▶ [ACTION ITEM]:
This task is to restate all of the entries exactly.

*** Block opens ***

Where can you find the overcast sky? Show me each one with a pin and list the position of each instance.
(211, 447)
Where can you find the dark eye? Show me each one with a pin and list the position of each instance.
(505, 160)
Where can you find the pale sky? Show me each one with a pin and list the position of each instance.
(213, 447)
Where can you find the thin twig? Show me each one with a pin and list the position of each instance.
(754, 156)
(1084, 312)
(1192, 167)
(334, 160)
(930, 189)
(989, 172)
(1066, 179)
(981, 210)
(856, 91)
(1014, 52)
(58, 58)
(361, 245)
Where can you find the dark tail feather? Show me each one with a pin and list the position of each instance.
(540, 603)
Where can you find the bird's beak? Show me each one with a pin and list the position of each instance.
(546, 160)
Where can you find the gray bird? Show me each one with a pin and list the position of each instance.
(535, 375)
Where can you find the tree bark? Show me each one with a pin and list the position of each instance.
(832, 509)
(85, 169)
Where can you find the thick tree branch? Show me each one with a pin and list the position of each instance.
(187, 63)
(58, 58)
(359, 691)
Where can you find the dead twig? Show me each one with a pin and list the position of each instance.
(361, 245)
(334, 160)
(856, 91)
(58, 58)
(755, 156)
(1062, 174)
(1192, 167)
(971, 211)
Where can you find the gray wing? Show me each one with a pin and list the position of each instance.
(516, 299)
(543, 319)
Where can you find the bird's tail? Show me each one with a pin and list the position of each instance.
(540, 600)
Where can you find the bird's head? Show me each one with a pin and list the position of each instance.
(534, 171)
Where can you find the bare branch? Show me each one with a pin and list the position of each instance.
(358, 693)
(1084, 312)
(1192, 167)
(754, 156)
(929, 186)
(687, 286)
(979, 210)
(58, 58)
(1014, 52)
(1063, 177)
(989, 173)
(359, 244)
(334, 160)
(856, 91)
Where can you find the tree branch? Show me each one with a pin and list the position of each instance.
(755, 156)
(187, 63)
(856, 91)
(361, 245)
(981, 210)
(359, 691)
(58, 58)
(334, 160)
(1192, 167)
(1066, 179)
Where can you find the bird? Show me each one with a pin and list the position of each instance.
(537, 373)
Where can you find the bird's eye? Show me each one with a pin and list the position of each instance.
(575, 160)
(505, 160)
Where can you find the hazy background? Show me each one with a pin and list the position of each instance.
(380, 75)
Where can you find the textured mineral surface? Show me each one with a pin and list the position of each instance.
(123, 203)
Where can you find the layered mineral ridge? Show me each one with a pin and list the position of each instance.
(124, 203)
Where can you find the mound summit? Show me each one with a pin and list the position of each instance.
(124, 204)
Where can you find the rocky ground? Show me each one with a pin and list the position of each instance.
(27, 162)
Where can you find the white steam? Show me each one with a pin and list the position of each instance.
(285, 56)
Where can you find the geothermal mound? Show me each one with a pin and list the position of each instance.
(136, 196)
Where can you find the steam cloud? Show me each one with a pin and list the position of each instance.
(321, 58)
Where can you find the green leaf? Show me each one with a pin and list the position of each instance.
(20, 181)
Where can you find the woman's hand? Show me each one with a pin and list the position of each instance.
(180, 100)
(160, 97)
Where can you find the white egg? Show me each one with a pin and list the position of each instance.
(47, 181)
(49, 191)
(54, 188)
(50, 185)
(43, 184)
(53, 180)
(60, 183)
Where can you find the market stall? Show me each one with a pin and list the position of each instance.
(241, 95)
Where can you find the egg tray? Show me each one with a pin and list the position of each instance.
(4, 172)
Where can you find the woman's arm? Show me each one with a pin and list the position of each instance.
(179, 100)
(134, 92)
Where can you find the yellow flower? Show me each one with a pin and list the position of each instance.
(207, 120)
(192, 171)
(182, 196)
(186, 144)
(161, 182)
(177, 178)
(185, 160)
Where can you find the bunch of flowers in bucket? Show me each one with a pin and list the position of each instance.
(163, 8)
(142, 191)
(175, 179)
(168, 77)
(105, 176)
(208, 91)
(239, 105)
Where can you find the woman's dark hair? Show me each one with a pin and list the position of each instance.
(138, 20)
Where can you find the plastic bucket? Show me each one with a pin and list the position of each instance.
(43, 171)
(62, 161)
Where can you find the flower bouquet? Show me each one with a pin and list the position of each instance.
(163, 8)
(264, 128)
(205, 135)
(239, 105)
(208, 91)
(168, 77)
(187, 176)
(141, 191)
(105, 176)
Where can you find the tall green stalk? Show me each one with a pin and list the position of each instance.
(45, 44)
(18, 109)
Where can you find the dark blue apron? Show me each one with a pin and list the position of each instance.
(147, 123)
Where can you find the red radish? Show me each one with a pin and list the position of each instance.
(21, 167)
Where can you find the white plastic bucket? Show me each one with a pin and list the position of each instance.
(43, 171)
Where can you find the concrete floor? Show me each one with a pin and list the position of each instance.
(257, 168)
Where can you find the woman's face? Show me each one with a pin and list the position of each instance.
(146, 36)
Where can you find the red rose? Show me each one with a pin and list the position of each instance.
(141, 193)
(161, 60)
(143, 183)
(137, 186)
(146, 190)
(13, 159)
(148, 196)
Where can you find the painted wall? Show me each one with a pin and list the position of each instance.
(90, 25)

*** Block closes ***

▶ [SOLUTION BELOW]:
Where can you find the overcast sky? Show me each one with a pin and list the position of each instance.
(211, 447)
Where can you find the dark eye? Show me each one with a pin and list the position of each instance.
(505, 160)
Where can you find the pale sky? Show me each one with a pin and list the position of each instance.
(213, 447)
Where can you find the thin twig? Show me each one with a pin and list the position of each instance.
(754, 156)
(1084, 312)
(1192, 167)
(334, 160)
(930, 189)
(989, 172)
(1066, 179)
(981, 210)
(856, 91)
(1014, 52)
(58, 58)
(361, 245)
Where can you find the dark tail feather? Show me each one with a pin and list the position of each instance.
(540, 603)
Where can you find the bird's beak? Show me each one with a pin and list the position of each instance.
(546, 160)
Where can you find the gray bird? Show me each one with a pin and list the position of each instance.
(535, 375)
Where can you find the tree bark? Show me each one with a pin and list the position of each instance.
(832, 509)
(85, 169)
Where can you find the thick tree branch? Show me each one with a pin and list the position of each instance.
(187, 63)
(58, 58)
(359, 691)
Where can you find the dead twig? Show me each one with a pin and list the position of each instance.
(361, 245)
(334, 160)
(856, 91)
(58, 58)
(755, 156)
(1062, 174)
(1192, 167)
(971, 211)
Where can you find the gray wing? Show me each one with a pin and list the position of each instance.
(516, 299)
(543, 319)
Where can you find the bird's tail? Show me each one with a pin and list the position of each instance.
(540, 600)
Where can you find the bird's head? Show me each one with a pin and list the position of each instance.
(534, 171)
Where can you find the bare branch? Show me each one with a pin and list the position of each instance.
(358, 693)
(1084, 312)
(1192, 167)
(754, 156)
(929, 186)
(687, 286)
(979, 210)
(58, 58)
(1014, 52)
(1063, 177)
(989, 173)
(359, 244)
(334, 160)
(856, 91)
Where can you find the tree branch? Show me each one with a pin and list the position of each instance.
(755, 156)
(187, 63)
(856, 91)
(361, 245)
(981, 210)
(359, 691)
(58, 58)
(334, 160)
(1192, 167)
(1066, 179)
Where can you find the bird? Show me each one with a pin and list the position of each instance.
(537, 373)
Where can you find the bird's eye? Show me each one with a pin and list the position of each instance.
(575, 160)
(505, 160)
Where can you find the hazy background? Show me each one with a pin and list the position of each instance.
(380, 75)
Where can you find the textured mineral surface? Show me each one with a pin and list the position of each instance.
(123, 203)
Where can you find the layered mineral ridge? Show me each one with a pin and list the position of each instance.
(124, 203)
Where can you find the mound summit? Show me each one with a pin and list the position of each instance.
(124, 204)
Where can you find the rocky ground? Show me each one with a pin and list the position of each instance.
(27, 162)
Where can you find the white steam? Show me each one with a pin and list the position of each instance.
(285, 56)
Where can you find the geothermal mound? Show me each one with a pin and list the position of each instance.
(136, 196)
Where can you find the steam cloud? Show me each one with a pin and list the position of each instance.
(321, 58)
Where can you find the green leaf? Show me each one with a pin and list the position of each instance.
(20, 181)
Where can you find the woman's hand? Show me each one with a pin and list the position of each instance.
(180, 100)
(160, 97)
Where can you find the white egg? Show me each one with a pin and list the position of each instance.
(47, 181)
(49, 191)
(54, 188)
(50, 185)
(43, 184)
(53, 180)
(60, 183)
Where can you find the market stall? Show me each one with a pin and list the position of each instance.
(241, 95)
Where can you find the egg tray? Show me each one with a pin and list the position of each instance.
(4, 172)
Where can you find the woman's arm? Show me each one with a pin and list the position of each instance.
(179, 100)
(134, 92)
Where can you find the yellow flower? Show me each one with a pin and list the position of each instance.
(207, 120)
(192, 171)
(182, 196)
(186, 144)
(161, 182)
(177, 178)
(185, 160)
Where can you find the bunch of flowers in bucket? Show me each one with a pin and list the position of each instance.
(163, 8)
(142, 191)
(175, 179)
(168, 77)
(105, 176)
(208, 91)
(239, 105)
Where can you find the woman's dark hair? Show me each one with a pin and list the position of each instance.
(138, 20)
Where can you find the plastic bucket? Show me each one with a pin and list the position of each instance.
(43, 171)
(62, 161)
Where can you find the flower bouquet? Show me each one with a pin and list the position of each instance.
(163, 8)
(264, 128)
(205, 135)
(239, 105)
(208, 91)
(168, 77)
(187, 176)
(141, 191)
(105, 176)
Where can you find the tall green stalk? Show me each one with a pin and list the position of each instance.
(45, 44)
(18, 109)
Where can you find the dark blue apron? Show me each one with a pin and list the position of each instance.
(147, 123)
Where can you find the red radish? Show me each one with a pin and list the position of each instance.
(21, 167)
Where can you find the white plastic bucket? Show me each one with a pin and list the position of each instance.
(43, 171)
Where can you find the concrete floor? Show me each one with a pin and list the position of each instance.
(257, 168)
Where can you find the woman's face? Show me each one with a pin and list the position of each instance.
(146, 36)
Where can you find the red rose? Show me each one with a pin and list the position of each instance.
(141, 193)
(161, 60)
(143, 183)
(137, 186)
(146, 190)
(13, 159)
(148, 196)
Where can you find the painted wall? Show me each one with a pin and list the position of each instance.
(90, 25)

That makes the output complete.